[Extracted data entries]
..............................
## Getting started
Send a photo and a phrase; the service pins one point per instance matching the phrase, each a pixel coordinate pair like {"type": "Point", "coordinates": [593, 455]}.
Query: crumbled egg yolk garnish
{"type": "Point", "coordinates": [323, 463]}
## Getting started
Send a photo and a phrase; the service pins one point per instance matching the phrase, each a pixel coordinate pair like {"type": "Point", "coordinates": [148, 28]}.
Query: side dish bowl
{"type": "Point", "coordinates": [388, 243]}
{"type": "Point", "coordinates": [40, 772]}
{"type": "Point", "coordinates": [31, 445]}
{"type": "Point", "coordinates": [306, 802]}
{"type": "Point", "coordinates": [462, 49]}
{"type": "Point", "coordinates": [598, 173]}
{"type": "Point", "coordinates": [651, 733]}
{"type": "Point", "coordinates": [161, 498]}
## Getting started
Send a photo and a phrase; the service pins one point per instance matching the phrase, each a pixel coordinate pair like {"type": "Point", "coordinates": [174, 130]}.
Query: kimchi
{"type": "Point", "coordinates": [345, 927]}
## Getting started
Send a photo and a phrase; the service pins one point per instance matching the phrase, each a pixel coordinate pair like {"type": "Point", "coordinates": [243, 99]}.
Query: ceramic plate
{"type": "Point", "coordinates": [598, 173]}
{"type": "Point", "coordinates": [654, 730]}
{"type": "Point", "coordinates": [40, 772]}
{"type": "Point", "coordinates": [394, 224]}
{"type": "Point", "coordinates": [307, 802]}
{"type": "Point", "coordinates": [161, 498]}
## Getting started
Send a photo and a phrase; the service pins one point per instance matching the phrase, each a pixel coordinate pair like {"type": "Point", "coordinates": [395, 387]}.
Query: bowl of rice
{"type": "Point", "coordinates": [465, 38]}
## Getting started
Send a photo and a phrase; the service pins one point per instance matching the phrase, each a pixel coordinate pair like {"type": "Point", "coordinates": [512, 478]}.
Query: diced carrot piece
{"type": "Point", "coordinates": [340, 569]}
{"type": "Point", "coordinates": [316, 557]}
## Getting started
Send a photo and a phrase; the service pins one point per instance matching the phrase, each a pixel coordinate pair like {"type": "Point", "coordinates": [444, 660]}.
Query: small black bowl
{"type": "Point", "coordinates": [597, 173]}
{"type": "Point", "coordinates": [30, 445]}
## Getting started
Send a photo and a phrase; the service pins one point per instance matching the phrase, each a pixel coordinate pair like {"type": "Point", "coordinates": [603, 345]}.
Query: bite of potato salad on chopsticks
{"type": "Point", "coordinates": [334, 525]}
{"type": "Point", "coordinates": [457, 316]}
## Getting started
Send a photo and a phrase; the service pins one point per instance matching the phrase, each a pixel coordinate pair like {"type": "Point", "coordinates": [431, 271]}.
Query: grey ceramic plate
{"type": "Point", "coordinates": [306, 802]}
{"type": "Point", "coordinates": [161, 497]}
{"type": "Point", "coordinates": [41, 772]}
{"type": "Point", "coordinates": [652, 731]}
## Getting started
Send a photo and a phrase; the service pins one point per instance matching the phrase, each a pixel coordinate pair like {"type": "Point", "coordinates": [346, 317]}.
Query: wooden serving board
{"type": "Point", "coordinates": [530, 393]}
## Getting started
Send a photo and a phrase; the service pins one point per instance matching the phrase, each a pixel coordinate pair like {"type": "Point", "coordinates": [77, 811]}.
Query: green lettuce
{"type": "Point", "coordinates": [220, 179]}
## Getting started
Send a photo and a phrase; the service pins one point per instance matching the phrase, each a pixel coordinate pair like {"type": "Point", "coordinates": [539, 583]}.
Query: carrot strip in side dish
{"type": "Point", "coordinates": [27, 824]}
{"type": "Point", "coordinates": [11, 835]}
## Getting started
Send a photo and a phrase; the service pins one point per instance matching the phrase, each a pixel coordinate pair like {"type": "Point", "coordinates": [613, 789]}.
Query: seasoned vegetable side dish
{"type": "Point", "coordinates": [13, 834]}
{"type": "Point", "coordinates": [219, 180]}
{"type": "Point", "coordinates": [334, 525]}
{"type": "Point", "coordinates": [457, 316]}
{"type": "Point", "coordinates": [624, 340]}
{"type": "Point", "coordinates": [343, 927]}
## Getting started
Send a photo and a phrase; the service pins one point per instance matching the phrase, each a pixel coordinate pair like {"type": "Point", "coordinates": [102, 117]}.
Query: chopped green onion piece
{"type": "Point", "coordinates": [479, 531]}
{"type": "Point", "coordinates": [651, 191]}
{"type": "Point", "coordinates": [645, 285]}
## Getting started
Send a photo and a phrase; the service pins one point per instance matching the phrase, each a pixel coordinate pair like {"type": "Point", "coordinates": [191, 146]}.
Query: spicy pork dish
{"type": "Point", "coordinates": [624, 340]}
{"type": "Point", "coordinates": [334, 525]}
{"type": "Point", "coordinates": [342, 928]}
..............................
:: Task brief ::
Your answer must be the full set of records above, reproduced exactly.

:: Written solution ::
## Getting started
Send a photo and a phrase; the service pins one point per instance matching the phrase, each a pixel coordinate pair like {"type": "Point", "coordinates": [593, 455]}.
Query: crumbled egg yolk garnish
{"type": "Point", "coordinates": [323, 463]}
## Getting started
Send a photo and a phrase; the service pins one point per instance matching the phrase, each a pixel coordinate pair like {"type": "Point", "coordinates": [148, 28]}.
Query: side dish bowl
{"type": "Point", "coordinates": [388, 243]}
{"type": "Point", "coordinates": [40, 772]}
{"type": "Point", "coordinates": [31, 445]}
{"type": "Point", "coordinates": [306, 802]}
{"type": "Point", "coordinates": [462, 49]}
{"type": "Point", "coordinates": [598, 173]}
{"type": "Point", "coordinates": [651, 733]}
{"type": "Point", "coordinates": [161, 498]}
## Getting started
Send a photo and a phrase; the service pins one point per instance matching the phrase, each a pixel coordinate pair like {"type": "Point", "coordinates": [174, 130]}.
Query: kimchi
{"type": "Point", "coordinates": [345, 927]}
## Getting started
Send a photo and a phrase; the service pins one point per instance matching the phrase, each a pixel coordinate pair like {"type": "Point", "coordinates": [243, 99]}.
Query: ceramic plate
{"type": "Point", "coordinates": [598, 173]}
{"type": "Point", "coordinates": [654, 730]}
{"type": "Point", "coordinates": [40, 772]}
{"type": "Point", "coordinates": [394, 224]}
{"type": "Point", "coordinates": [307, 802]}
{"type": "Point", "coordinates": [161, 498]}
## Getting started
Send a photo and a phrase; the service pins one point per instance matching the phrase, each a pixel coordinate pair like {"type": "Point", "coordinates": [395, 387]}.
Query: bowl of rice
{"type": "Point", "coordinates": [465, 38]}
## Getting started
Send a photo and a phrase; the service pins one point per instance matching the phrase, each a pixel coordinate pair like {"type": "Point", "coordinates": [512, 478]}.
Query: diced carrot piece
{"type": "Point", "coordinates": [340, 569]}
{"type": "Point", "coordinates": [316, 557]}
## Getting started
Send a photo and a phrase; the service pins one point per instance matching the phrase, each a pixel coordinate pair like {"type": "Point", "coordinates": [444, 660]}.
Query: small black bowl
{"type": "Point", "coordinates": [597, 173]}
{"type": "Point", "coordinates": [30, 445]}
## Getting started
Send a photo and a phrase; the service pins one point per instance matching the phrase, each a pixel coordinate pair like {"type": "Point", "coordinates": [603, 345]}.
Query: bite of potato salad on chopsticks
{"type": "Point", "coordinates": [334, 525]}
{"type": "Point", "coordinates": [457, 316]}
## Getting started
Send a photo and a phrase; the service pins one point per instance matching the phrase, each a pixel coordinate pair like {"type": "Point", "coordinates": [431, 271]}.
Query: grey ceramic plate
{"type": "Point", "coordinates": [306, 802]}
{"type": "Point", "coordinates": [161, 497]}
{"type": "Point", "coordinates": [41, 772]}
{"type": "Point", "coordinates": [652, 731]}
## Getting started
Send a photo and a phrase; the service pins one point per instance matching the phrase, each a pixel coordinate pair like {"type": "Point", "coordinates": [346, 317]}.
Query: wooden serving board
{"type": "Point", "coordinates": [530, 393]}
## Getting started
Send a photo and a phrase; the service pins one point per instance matching the phrase, each a pixel coordinate pair like {"type": "Point", "coordinates": [77, 811]}.
Query: green lettuce
{"type": "Point", "coordinates": [220, 179]}
## Getting started
Send a photo and a phrase; the service pins one point per instance matching the phrase, each a pixel coordinate pair like {"type": "Point", "coordinates": [539, 583]}.
Query: carrot strip in side dish
{"type": "Point", "coordinates": [27, 824]}
{"type": "Point", "coordinates": [11, 835]}
## Getting started
Send a photo and a phrase; the service pins one point per instance matching the phrase, each a pixel coordinate pair like {"type": "Point", "coordinates": [613, 789]}.
Query: seasoned vegetable side dish
{"type": "Point", "coordinates": [13, 834]}
{"type": "Point", "coordinates": [219, 180]}
{"type": "Point", "coordinates": [334, 525]}
{"type": "Point", "coordinates": [457, 316]}
{"type": "Point", "coordinates": [624, 340]}
{"type": "Point", "coordinates": [343, 927]}
## Getting started
Send a photo and a phrase; the service pins one point per instance matching the phrase, each a pixel coordinate pair like {"type": "Point", "coordinates": [102, 117]}.
Query: chopped green onion piece
{"type": "Point", "coordinates": [479, 531]}
{"type": "Point", "coordinates": [651, 191]}
{"type": "Point", "coordinates": [645, 285]}
## Getting started
Send a photo and a phrase; the service pins one point per instance matching the phrase, each a pixel coordinate pair like {"type": "Point", "coordinates": [191, 146]}.
Query: spicy pork dish
{"type": "Point", "coordinates": [624, 340]}
{"type": "Point", "coordinates": [334, 525]}
{"type": "Point", "coordinates": [342, 928]}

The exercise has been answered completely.